*** Opening RECORDS TO PROCESS ***
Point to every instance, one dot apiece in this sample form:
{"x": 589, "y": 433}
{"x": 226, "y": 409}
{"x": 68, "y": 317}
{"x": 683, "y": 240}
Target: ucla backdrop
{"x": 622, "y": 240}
*** Closing RECORDS TO PROCESS ***
• _WHAT THE TASK ASKS_: After reading the material above, repeat all of it exactly.

• _SOLUTION TO THIS PROBLEM_:
Point to every instance, one dot apiece in this sample form:
{"x": 589, "y": 433}
{"x": 226, "y": 409}
{"x": 68, "y": 317}
{"x": 683, "y": 240}
Target: ucla backdrop
{"x": 622, "y": 240}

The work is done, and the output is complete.